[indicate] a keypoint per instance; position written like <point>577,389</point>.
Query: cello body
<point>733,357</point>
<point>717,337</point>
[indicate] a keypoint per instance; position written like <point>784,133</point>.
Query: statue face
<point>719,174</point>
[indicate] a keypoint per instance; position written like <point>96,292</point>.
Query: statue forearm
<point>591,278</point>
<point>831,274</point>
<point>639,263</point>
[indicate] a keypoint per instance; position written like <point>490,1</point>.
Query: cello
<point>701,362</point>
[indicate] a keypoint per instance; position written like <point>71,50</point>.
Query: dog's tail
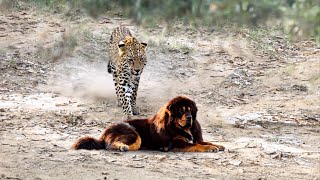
<point>89,143</point>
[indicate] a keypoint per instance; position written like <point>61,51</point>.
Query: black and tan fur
<point>174,127</point>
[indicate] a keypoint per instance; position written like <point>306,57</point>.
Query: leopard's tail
<point>89,143</point>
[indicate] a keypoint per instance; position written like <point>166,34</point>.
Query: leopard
<point>127,59</point>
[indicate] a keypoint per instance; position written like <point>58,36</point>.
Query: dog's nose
<point>136,72</point>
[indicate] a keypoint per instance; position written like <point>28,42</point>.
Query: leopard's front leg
<point>125,93</point>
<point>135,85</point>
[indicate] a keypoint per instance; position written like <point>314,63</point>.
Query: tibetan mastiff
<point>173,128</point>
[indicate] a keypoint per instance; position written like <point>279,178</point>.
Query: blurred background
<point>300,19</point>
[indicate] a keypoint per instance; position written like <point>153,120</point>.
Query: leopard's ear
<point>121,46</point>
<point>144,44</point>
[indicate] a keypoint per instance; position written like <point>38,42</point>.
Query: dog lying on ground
<point>173,128</point>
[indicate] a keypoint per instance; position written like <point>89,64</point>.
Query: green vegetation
<point>299,18</point>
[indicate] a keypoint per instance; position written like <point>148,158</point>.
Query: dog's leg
<point>128,142</point>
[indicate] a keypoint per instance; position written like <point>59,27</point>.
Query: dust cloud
<point>79,78</point>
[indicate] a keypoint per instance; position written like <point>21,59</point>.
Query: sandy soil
<point>257,95</point>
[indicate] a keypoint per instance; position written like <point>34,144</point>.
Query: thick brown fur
<point>174,127</point>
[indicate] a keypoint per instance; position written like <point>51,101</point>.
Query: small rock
<point>235,162</point>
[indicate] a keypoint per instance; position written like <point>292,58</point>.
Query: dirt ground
<point>257,95</point>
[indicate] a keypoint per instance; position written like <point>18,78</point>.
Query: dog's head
<point>178,116</point>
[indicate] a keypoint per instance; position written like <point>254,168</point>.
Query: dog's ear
<point>194,110</point>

◆ STATED TASK ◆
Reproduce the listing above word for word, from its first line to its last, but leave out the picture.

◆ RESPONSE ◆
[indicate] a keypoint per instance; position written like <point>577,389</point>.
Query: cello body
<point>733,357</point>
<point>717,337</point>
[indicate] a keypoint per instance; position written like <point>784,133</point>.
Query: statue face
<point>719,174</point>
[indicate] a keypoint per instance; position written like <point>96,292</point>.
Query: statue forearm
<point>591,278</point>
<point>831,274</point>
<point>639,263</point>
[indicate] a keypoint per instance; position written like <point>490,1</point>.
Query: cello
<point>701,362</point>
[indicate] a keypoint per instance; position written like <point>71,50</point>.
Query: dog's tail
<point>89,143</point>
[indicate] a keypoint per instance; position written like <point>61,51</point>.
Query: black and tan fur
<point>174,127</point>
[indicate] a keypoint per instance; position written like <point>306,57</point>.
Query: leopard's tail
<point>89,143</point>
[indicate] a keypoint per instance; position written like <point>166,34</point>.
Query: leopard
<point>127,59</point>
[indicate] a keypoint per instance; position written like <point>58,36</point>.
Query: dog's nose
<point>136,72</point>
[indicate] a keypoint per instance; position written like <point>28,42</point>.
Query: leopard's front leg
<point>125,93</point>
<point>135,85</point>
[indicate] a keypoint per instance; position written like <point>314,63</point>.
Query: tibetan mastiff
<point>173,128</point>
[indicate] a keypoint per instance; position written like <point>279,178</point>.
Query: blurred background
<point>300,19</point>
[indicate] a keypoint per instance; position written like <point>153,120</point>.
Query: leopard's ear
<point>121,46</point>
<point>144,44</point>
[indicate] a keypoint per instance; position written like <point>38,42</point>.
Query: dog lying on ground
<point>173,128</point>
[indicate] a keypoint per instance; position written like <point>89,64</point>.
Query: green vegetation
<point>299,18</point>
[indicate] a keypoint per instance; position written like <point>148,158</point>.
Query: dog's leg
<point>128,142</point>
[indicate] a keypoint per instance; position written like <point>59,27</point>.
Query: dust cloud
<point>79,78</point>
[indicate] a keypoint per instance; position written like <point>21,59</point>.
Query: sandy soil
<point>257,95</point>
[indicate] a keypoint per instance; position written like <point>34,144</point>.
Query: thick brown fur
<point>174,127</point>
[indicate] a keypoint per instance; position written like <point>51,101</point>.
Query: small rock
<point>235,162</point>
[indicate] a keypoint per instance; position written like <point>292,58</point>.
Query: dirt ground
<point>257,95</point>
[indicate] a keypoint per instance; position written like <point>18,78</point>.
Query: dog's head
<point>178,116</point>
[indicate] a keypoint per instance; position written like <point>254,168</point>.
Query: dog's ear
<point>194,110</point>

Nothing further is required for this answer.